WHAT YOU WILL DO —
Print the records exactly as they are written.

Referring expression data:
════════════════
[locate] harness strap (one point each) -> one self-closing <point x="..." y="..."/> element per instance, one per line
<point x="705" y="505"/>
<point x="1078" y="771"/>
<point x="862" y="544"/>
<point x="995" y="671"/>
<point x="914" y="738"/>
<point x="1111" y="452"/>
════════════════
EXERCISE RESULT —
[locate] harness strap (one point each) -> one self-closing <point x="..." y="..."/> element per instance, one per line
<point x="705" y="505"/>
<point x="1078" y="771"/>
<point x="862" y="544"/>
<point x="995" y="671"/>
<point x="914" y="738"/>
<point x="1111" y="452"/>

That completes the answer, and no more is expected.